* [TASK DETAILS]
Rewrite the listing lines starting at the line that contains "of the parked" and ending with the last line of the listing, changing every "drop one marker" to "place a single point" and leaving everything else as it is.

Named-object pointing records

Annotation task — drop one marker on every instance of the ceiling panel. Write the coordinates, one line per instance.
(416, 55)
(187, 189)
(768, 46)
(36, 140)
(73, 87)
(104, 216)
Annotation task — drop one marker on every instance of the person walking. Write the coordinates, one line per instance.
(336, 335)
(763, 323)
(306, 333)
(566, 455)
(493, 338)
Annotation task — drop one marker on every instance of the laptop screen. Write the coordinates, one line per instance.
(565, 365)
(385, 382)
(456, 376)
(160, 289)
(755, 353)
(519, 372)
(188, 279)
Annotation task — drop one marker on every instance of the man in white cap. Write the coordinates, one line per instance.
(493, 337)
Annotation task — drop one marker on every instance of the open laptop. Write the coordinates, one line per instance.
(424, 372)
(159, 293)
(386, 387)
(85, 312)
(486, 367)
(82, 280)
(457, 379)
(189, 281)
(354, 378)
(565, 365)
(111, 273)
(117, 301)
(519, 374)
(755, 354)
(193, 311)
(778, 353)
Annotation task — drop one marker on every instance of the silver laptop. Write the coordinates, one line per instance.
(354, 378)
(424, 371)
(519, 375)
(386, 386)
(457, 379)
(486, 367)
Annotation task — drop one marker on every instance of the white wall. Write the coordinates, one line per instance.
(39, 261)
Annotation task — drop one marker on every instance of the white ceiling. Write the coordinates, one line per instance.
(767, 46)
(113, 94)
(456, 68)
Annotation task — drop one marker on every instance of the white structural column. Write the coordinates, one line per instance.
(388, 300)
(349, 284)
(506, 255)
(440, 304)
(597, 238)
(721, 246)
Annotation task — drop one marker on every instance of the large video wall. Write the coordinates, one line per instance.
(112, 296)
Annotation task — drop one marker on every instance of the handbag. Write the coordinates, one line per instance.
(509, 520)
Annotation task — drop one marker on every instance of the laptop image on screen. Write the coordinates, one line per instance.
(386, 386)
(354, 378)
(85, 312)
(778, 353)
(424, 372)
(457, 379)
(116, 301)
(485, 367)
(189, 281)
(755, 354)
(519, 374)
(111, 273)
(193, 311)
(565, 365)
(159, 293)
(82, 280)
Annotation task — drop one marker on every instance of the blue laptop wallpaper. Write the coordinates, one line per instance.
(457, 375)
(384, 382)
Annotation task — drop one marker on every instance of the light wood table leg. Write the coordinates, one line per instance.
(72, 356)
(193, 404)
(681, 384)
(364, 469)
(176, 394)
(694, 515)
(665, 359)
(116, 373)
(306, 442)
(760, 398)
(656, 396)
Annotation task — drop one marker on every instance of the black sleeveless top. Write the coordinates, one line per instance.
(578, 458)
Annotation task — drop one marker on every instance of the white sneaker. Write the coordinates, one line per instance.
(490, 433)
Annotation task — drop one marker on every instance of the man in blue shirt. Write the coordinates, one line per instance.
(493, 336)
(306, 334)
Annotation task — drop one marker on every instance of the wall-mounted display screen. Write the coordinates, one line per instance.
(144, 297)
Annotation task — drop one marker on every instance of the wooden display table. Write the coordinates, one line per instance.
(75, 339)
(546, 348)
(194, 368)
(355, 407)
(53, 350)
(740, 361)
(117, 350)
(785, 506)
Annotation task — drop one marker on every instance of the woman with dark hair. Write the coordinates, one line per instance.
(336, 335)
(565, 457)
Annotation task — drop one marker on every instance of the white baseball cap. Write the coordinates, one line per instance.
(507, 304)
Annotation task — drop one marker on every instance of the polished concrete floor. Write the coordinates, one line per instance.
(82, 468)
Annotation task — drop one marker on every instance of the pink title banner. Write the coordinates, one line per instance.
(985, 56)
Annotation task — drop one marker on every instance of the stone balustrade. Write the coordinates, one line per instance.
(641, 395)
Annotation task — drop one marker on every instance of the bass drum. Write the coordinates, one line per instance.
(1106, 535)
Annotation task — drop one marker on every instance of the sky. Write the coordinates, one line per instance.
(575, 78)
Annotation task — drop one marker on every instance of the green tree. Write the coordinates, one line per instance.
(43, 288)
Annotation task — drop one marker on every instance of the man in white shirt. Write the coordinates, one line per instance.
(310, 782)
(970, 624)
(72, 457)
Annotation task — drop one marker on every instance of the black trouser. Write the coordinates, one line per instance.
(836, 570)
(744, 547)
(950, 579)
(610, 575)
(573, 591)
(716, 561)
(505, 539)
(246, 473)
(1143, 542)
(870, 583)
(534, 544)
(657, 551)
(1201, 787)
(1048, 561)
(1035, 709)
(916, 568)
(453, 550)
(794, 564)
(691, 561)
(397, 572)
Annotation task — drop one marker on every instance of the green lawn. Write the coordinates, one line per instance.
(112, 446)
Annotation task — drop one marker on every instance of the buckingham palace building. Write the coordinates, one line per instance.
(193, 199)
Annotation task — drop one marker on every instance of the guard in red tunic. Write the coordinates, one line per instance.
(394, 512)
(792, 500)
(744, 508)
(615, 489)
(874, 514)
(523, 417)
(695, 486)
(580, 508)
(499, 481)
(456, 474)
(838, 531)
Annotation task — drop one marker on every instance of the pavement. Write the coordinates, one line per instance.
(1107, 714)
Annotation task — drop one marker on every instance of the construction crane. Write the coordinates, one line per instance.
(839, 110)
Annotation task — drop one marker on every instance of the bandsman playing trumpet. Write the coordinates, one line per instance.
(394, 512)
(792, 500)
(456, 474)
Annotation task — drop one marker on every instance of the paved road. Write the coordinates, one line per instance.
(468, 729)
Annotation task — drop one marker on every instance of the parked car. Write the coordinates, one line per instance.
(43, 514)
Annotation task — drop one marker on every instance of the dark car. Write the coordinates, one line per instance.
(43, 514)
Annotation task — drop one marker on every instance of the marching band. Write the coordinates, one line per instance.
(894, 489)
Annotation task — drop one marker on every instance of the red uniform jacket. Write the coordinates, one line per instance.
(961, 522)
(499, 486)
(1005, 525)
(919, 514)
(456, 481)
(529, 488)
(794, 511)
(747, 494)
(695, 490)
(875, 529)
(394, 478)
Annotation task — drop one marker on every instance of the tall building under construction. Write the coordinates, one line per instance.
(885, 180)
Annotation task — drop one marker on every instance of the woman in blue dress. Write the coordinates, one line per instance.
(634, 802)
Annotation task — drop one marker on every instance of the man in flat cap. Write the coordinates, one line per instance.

* [EXERCISE RESULT]
Annotation task — place a single point on every instance of the parked car. Write the coordinates, one line per instance.
(43, 514)
Annotation task — place a single point on every instance of the dark car. Write the coordinates, one line per instance.
(43, 514)
Annotation task — place a single point on every instance of the marching band. Write the coordinates, one line per instance.
(894, 489)
Annotation task — place a single point on every instance of the red uniform jacket. Write the coordinates, one line per instance.
(961, 522)
(499, 486)
(1005, 525)
(919, 514)
(456, 481)
(529, 488)
(794, 511)
(747, 494)
(695, 490)
(875, 529)
(394, 478)
Annotation task — place a single point on every instance of the tall building under construction. Write the coordinates, one line per instance.
(885, 180)
Annotation task — place a single point on every instance of the woman in blue dress. Write the coordinates, one line per instance.
(634, 802)
Annotation task — place a single point on every instance of the man in flat cap. Write the coordinates, one line per instance.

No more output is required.